Do this: Working from the line that contains "Exercise. Mark the furrowed" down to the last line below, repeat each line exactly.

Location annotation dataset excerpts:
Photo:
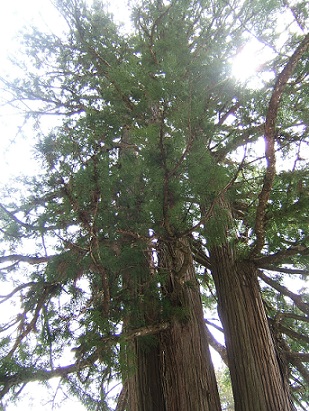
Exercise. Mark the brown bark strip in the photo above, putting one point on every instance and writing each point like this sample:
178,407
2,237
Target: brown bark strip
304,307
221,350
269,135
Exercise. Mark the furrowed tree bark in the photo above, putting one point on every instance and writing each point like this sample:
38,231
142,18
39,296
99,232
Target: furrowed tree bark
188,374
259,384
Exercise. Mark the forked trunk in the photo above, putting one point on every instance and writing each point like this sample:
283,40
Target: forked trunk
173,371
188,374
257,381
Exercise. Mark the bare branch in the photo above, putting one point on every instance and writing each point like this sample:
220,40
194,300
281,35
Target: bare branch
18,258
281,256
284,270
304,307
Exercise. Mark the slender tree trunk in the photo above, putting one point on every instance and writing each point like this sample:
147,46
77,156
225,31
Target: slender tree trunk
257,381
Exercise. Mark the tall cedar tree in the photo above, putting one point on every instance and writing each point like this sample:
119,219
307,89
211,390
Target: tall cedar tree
153,205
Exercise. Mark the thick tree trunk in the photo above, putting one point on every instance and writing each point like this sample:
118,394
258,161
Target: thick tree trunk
188,374
257,381
173,370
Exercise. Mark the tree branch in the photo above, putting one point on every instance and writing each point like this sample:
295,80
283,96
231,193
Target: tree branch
304,307
269,135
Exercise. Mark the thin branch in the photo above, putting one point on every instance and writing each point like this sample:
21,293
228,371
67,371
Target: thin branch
304,307
281,256
284,270
18,258
269,135
26,375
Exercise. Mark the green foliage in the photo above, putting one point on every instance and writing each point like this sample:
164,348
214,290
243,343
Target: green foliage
154,141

Output below:
Exercise. Mark the furrowed tree bark in the photo above, putting one point on every instance and writing each point like this sample:
38,231
142,18
39,296
99,232
Target: furrowed tree bark
188,374
259,384
Exercise. Mark the forked trunk in the photo above, putting one point on every instance and writing each point like this sample:
283,40
Target: forked trunk
173,371
188,374
257,381
Exercise. Mark the bare branch in the photo above, putting one point on every instance and writing each point like this sample:
220,40
194,300
281,35
Target: bare branch
18,258
281,256
284,270
304,307
Exercise. Mark the slender tree trunk in the photo above, putting one point on every instance and writing each point like this sample:
147,46
77,156
225,31
Target: slender tree trunk
257,381
Exercise. Mark the tall cedar tree in the photo above, putting one point on every instance and writing each point like this sample:
119,219
307,89
211,390
Target: tall cedar tree
153,205
Exercise. Mark the thick tree trunk in the photo above, putting one point on every instance and writing each point like this sample:
118,394
258,161
Target: thick tree trunk
188,374
257,381
173,370
Exercise. Mark the tree branch in the photo above, putting one point on every instance and writing each point like this sample:
295,80
283,96
231,193
Target: tree branch
304,307
269,135
Exercise. Mark the thin branch in the photo above, putting one point on every instance and writing each point like this sample:
21,293
228,371
67,371
Target: thin branch
304,307
281,256
284,270
18,258
269,135
26,375
Exercise. Mark the green foliage in the photo above, putting one point on every instance and writing each point like this sample:
164,348
214,290
243,343
Target: green foliage
154,141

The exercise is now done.